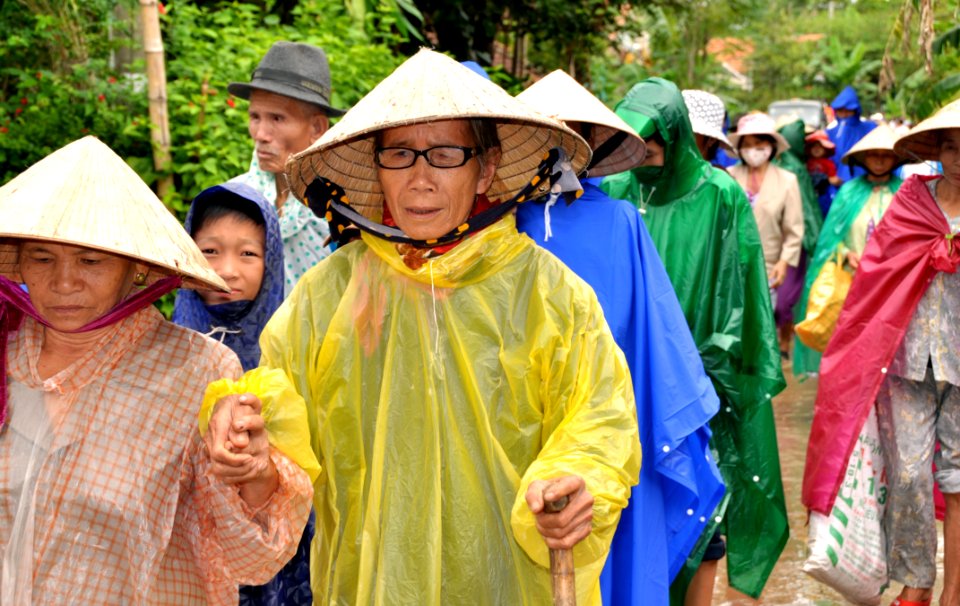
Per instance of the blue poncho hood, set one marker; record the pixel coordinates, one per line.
(237, 324)
(846, 132)
(847, 99)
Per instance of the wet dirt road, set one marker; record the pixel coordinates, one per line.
(788, 584)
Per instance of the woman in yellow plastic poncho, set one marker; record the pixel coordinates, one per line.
(454, 373)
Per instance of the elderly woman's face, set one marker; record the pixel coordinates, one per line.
(72, 286)
(426, 201)
(950, 156)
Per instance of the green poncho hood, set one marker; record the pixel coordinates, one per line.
(659, 102)
(707, 237)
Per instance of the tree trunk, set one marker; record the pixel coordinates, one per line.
(157, 96)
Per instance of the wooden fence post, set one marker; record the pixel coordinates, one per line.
(157, 95)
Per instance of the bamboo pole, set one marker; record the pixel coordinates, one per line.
(157, 95)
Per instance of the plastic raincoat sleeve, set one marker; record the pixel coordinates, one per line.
(283, 410)
(585, 435)
(792, 160)
(792, 224)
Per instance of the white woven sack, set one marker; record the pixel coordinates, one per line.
(847, 548)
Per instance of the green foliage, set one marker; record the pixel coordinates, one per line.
(206, 48)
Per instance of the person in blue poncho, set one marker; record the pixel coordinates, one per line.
(848, 128)
(605, 242)
(238, 231)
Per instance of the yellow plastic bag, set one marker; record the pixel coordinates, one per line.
(283, 410)
(827, 295)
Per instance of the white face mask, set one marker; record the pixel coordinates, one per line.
(756, 156)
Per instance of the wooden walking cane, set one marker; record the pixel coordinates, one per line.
(561, 563)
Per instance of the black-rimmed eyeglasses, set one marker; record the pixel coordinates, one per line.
(441, 156)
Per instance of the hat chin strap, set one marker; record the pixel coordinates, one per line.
(336, 209)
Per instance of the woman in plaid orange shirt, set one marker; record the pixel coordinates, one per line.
(107, 492)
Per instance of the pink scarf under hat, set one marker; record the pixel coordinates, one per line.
(15, 302)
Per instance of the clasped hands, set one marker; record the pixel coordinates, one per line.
(236, 441)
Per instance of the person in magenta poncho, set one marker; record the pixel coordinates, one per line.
(899, 329)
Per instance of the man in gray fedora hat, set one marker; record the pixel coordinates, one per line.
(289, 96)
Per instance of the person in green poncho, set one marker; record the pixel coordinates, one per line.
(704, 229)
(854, 214)
(788, 297)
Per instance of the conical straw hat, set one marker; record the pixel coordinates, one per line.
(431, 87)
(921, 142)
(86, 195)
(707, 115)
(561, 97)
(881, 138)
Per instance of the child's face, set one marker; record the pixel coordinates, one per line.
(234, 247)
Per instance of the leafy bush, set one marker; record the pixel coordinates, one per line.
(45, 106)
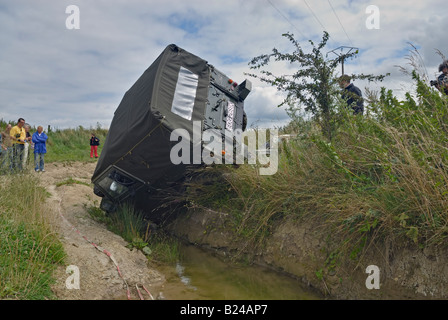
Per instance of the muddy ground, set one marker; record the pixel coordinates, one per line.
(297, 249)
(99, 278)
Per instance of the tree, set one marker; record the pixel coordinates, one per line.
(312, 85)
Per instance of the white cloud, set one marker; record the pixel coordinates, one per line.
(66, 78)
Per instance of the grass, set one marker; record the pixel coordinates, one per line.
(383, 176)
(30, 249)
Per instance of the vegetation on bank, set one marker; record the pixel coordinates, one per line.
(30, 249)
(382, 175)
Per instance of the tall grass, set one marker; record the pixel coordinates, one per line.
(131, 225)
(29, 247)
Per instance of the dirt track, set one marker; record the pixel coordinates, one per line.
(99, 278)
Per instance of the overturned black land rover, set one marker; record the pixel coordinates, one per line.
(177, 91)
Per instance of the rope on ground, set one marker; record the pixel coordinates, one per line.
(98, 248)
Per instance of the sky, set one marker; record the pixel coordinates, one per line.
(65, 77)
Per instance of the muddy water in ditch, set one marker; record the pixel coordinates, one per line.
(201, 276)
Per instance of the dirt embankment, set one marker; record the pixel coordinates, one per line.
(300, 250)
(98, 274)
(303, 251)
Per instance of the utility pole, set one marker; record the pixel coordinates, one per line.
(342, 54)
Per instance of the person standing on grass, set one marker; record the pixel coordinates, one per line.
(18, 137)
(94, 143)
(7, 147)
(27, 145)
(39, 139)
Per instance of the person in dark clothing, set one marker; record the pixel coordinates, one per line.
(94, 143)
(351, 94)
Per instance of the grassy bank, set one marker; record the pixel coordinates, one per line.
(383, 175)
(29, 247)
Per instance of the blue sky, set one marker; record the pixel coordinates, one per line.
(51, 75)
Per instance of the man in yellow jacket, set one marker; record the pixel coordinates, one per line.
(18, 136)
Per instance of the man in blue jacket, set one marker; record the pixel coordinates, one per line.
(40, 148)
(351, 94)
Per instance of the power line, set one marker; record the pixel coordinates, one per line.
(284, 17)
(340, 22)
(315, 17)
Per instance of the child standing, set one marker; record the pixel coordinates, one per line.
(94, 143)
(39, 139)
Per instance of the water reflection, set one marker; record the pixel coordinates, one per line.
(200, 275)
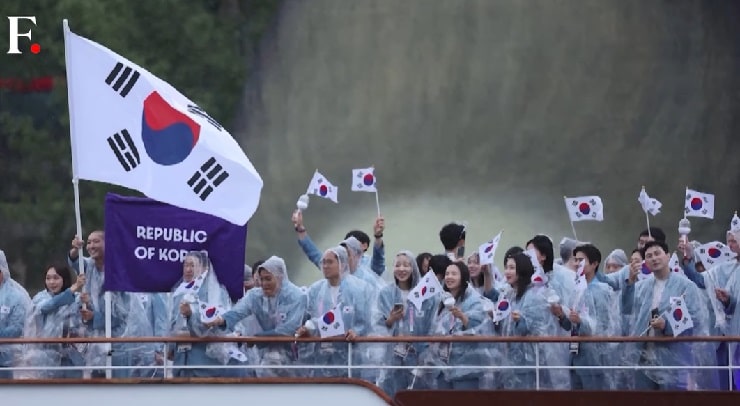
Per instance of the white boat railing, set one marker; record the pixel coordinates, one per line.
(352, 368)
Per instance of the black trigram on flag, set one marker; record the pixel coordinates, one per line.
(127, 79)
(208, 178)
(200, 112)
(125, 150)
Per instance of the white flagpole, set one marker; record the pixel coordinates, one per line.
(76, 188)
(573, 227)
(75, 179)
(647, 214)
(377, 203)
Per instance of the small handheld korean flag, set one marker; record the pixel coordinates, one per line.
(735, 223)
(649, 204)
(487, 250)
(321, 187)
(714, 253)
(130, 128)
(502, 309)
(427, 288)
(699, 204)
(363, 180)
(209, 313)
(679, 318)
(580, 284)
(675, 265)
(585, 208)
(331, 323)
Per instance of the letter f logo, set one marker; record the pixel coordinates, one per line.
(14, 35)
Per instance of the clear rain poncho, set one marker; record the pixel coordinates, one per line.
(415, 322)
(597, 308)
(459, 353)
(279, 315)
(54, 316)
(128, 319)
(202, 290)
(15, 309)
(363, 270)
(355, 305)
(637, 300)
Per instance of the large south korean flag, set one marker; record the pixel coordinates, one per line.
(132, 129)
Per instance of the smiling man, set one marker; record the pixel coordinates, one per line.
(649, 303)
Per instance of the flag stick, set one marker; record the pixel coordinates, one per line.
(573, 227)
(75, 184)
(647, 219)
(377, 203)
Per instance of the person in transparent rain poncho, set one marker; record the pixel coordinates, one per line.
(529, 317)
(359, 269)
(592, 314)
(558, 287)
(339, 289)
(649, 301)
(56, 313)
(15, 309)
(128, 318)
(279, 307)
(716, 283)
(460, 312)
(199, 289)
(394, 315)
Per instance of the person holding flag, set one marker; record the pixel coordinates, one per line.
(376, 262)
(526, 318)
(395, 315)
(278, 306)
(648, 302)
(197, 298)
(460, 312)
(721, 289)
(128, 316)
(338, 290)
(591, 315)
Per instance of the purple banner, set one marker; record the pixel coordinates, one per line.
(146, 242)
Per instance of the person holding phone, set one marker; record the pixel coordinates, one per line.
(394, 315)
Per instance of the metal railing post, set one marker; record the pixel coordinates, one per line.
(729, 367)
(536, 366)
(349, 359)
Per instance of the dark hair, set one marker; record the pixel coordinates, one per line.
(464, 281)
(524, 272)
(511, 252)
(256, 266)
(420, 260)
(655, 232)
(451, 234)
(544, 246)
(655, 243)
(439, 264)
(361, 236)
(64, 272)
(591, 252)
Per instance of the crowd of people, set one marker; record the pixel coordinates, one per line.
(620, 299)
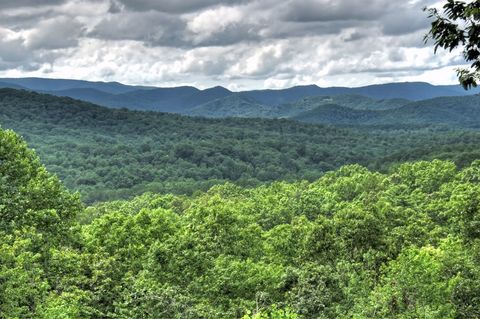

====

» **What you are asked to do**: Retype the records in full, exactly as given, and omit the pictures.

» **Response to this task**:
Per instance of the blue poncho hood, set one marker; record the pixel coordinates, one per line.
(237, 324)
(846, 132)
(847, 99)
Per instance of the wet dirt road, set one marker; record the pixel coordinates, one per line.
(788, 584)
Per instance of the woman in yellow plastic poncho, set one marker; record the pixel coordinates, one per line.
(454, 373)
Per instance of the elderly woman's face, set one marker; record the pixel coordinates, one per line.
(72, 286)
(426, 201)
(950, 156)
Per instance of the green poncho hood, set one marker; record the pixel coordinates, one per line.
(659, 102)
(707, 237)
Per instance of the tree trunk, set one marker; record the pixel coordinates, one per line.
(157, 96)
Per instance of the wooden fence post, set one marker; record the pixel coordinates, one per line.
(157, 95)
Per instance of the bamboo pole, set one marker; record the pixel coordinates, one per line.
(157, 95)
Per instance of the plastic raincoat sleeve, set one marker; record the pixel coordinates, one per line.
(283, 410)
(585, 435)
(792, 160)
(792, 224)
Per instance of the white woven sack, set one marker; record the pixel coordinates, one per line.
(847, 548)
Per instance of the green foliage, set one marker; record the pixel coordinates, one per line.
(206, 48)
Per instance of the person in blue poncho, set one marker; record the pixel coordinates, one per line.
(848, 128)
(605, 242)
(238, 231)
Per instance of the yellow plastic bag, set one marker; record the pixel coordinates, one per line.
(283, 410)
(827, 295)
Per instance of the white face mask, set one marker; record the pixel coordinates, one per line.
(756, 156)
Per instance of the wooden walking cane, set one marker; record the pixel coordinates, one per line.
(561, 563)
Per instance of the black-rimmed eyeglasses, set one marker; record the pixel coordinates, one per line.
(441, 156)
Per instance of the hat chin strap, set one marker; record the pixel coordinates, one per line.
(336, 209)
Per instance of the woman in plaid orange shirt, set one marker; record the pixel coordinates, one per line.
(107, 492)
Per instance of the pink scarf under hat, set one marker; record the pixel coordinates, one per line.
(15, 302)
Per instance of the clasped hands, set one marker; record the pixel coordinates, one per line.
(236, 441)
Per instance of the person in magenta poncho, set one marker; record the pixel coordinates, one per line.
(899, 329)
Per instance of the man in gray fedora hat, set one marker; record the pixel coordinates, one per line.
(289, 96)
Per instance of the person in green poncho, set one marker; record the pixel coordinates, one per line.
(704, 229)
(854, 214)
(788, 297)
Per instance of the conical straw hat, set one marker; record the pixel coordinates, one per line.
(431, 87)
(921, 142)
(86, 195)
(707, 115)
(561, 97)
(881, 138)
Per instance of the child's face, set one marker; record the pixel coordinates, one per line.
(234, 247)
Per instance of the leafy bush, set one marker; record the pixel coordinates, one per line.
(45, 106)
Per instance of the muddy ground, set one marker; record the pixel coordinates, one per line.
(297, 249)
(99, 278)
Per instance of the tree, set one marker; record the pixel coordinates, one per line.
(312, 85)
Per instance of the white cloud, set one marker; record the pixel coordinates, one per line.
(66, 78)
Per instance of the grass, set one marker; record the pixel coordinates, one per line.
(383, 176)
(30, 249)
Per instance of the vegetation on bank, set one marker; record the pixel coordinates, one per line.
(30, 249)
(382, 175)
Per instance of the tall grass, set one marker; record the pixel coordinates, one per line.
(131, 225)
(29, 247)
Per instance of the dirt track, set one marker; record the pixel coordinates, one per line.
(99, 278)
Per instance of the overturned black land rover, set one marker; record the pixel coordinates, one per line.
(177, 91)
Per instance of the rope on ground, set one marker; record the pixel coordinates, one per line.
(98, 248)
Per instance of the sky, set one marker; record the pixel coordinates, one per line.
(65, 77)
Per instance of the muddy water in ditch, set one marker; record the pixel coordinates, one per line.
(201, 276)
Per instance of the dirt embankment, set one marker; record the pixel coordinates, one per line.
(300, 250)
(98, 274)
(303, 251)
Per instance of the utility pole, set one marker; record the pixel coordinates, one per line.
(342, 54)
Per instance of the person standing on grass, set one marker; record the pixel coordinates, one per line.
(18, 137)
(94, 143)
(7, 147)
(27, 145)
(39, 139)
Per instance of the person in dark clothing, set one marker; record the pixel coordinates, one per line.
(94, 143)
(351, 94)
Per instance of the grassy bank, set one marker; record the pixel coordinates, one per line.
(383, 175)
(29, 247)
Per instance of the blue sky, set one marker; record the pixel coordinates, one per line.
(51, 75)
Per instance of the man in yellow jacket, set one marker; record the pixel coordinates, one per line.
(18, 136)
Per instance of the man in blue jacket, set one marker; record the pixel coordinates, one per line.
(40, 148)
(351, 94)
Per instance of the power line, set one marker; record the pixel coordinates, one per line.
(284, 17)
(340, 22)
(315, 17)
Per instance of the child standing, set one marker; record the pixel coordinates, one per line.
(94, 143)
(39, 139)
Per instance of the water reflection, set one marker; record the pixel coordinates, one per line.
(200, 275)
Per instance of the white boat railing, set one marker; record the pixel coordinates, one per line.
(352, 368)
Per instance of the black trigram on flag, set one marker; record the pixel coordinates, one per line.
(127, 79)
(208, 178)
(200, 112)
(125, 150)
Per instance of the white flagpole, set one marker; record the pixel coordinates, one per line.
(76, 188)
(573, 227)
(75, 179)
(647, 214)
(377, 203)
Per instance of the small handheld korean flag, set one marker; record the pixel coordinates, one per line.
(735, 223)
(649, 204)
(487, 250)
(321, 187)
(714, 253)
(130, 128)
(502, 309)
(427, 288)
(699, 204)
(363, 180)
(209, 313)
(679, 318)
(580, 284)
(675, 265)
(585, 208)
(331, 323)
Per instance of the letter f logo, set one marker; record the pixel coordinates, one per line.
(14, 35)
Per instance of the clear rain poncho, set one marker; record the pixel coordinates, one per line.
(415, 322)
(597, 308)
(459, 353)
(279, 315)
(54, 316)
(128, 319)
(202, 290)
(15, 309)
(363, 270)
(355, 305)
(637, 300)
Per instance of the large south korean flag, set one marker; record the pixel coordinates, one per line.
(132, 129)
Per instance of the smiling man, set one marker; record the pixel coordinates, one per line.
(649, 303)
Per instance of the flag stick, set one marker; record the pixel coordinates, one per line.
(573, 227)
(75, 184)
(647, 219)
(377, 203)
Per instance of the person in transparent rain poncho, set one marker; record the pixel coordinates, one per line.
(529, 317)
(359, 269)
(592, 314)
(558, 287)
(339, 289)
(649, 301)
(56, 313)
(15, 309)
(128, 318)
(279, 307)
(716, 283)
(460, 312)
(199, 289)
(394, 315)
Per instance of the person holding flag, set one marker; record the pixel coordinates, one per line.
(376, 262)
(526, 318)
(395, 315)
(278, 306)
(648, 302)
(197, 298)
(460, 312)
(721, 289)
(128, 316)
(338, 290)
(591, 315)
Per instance of the purple banner, set one marker; record the pixel coordinates, one per line.
(146, 242)
Per instance of the person holding phone, set one marker; record the pixel coordinates, one per line.
(394, 315)
Per instance of the metal railing post, set one marker; record the pixel coordinates, one per line.
(729, 367)
(536, 366)
(349, 359)
Per instance of the dark hair, set one marker; record the pixel coordinates, one per line.
(464, 281)
(524, 272)
(511, 252)
(256, 266)
(420, 260)
(655, 232)
(451, 234)
(544, 246)
(655, 243)
(439, 264)
(361, 236)
(64, 272)
(591, 252)
Per instance of the crowd of people, set one marker; record the pixel coordinates, one per line.
(620, 299)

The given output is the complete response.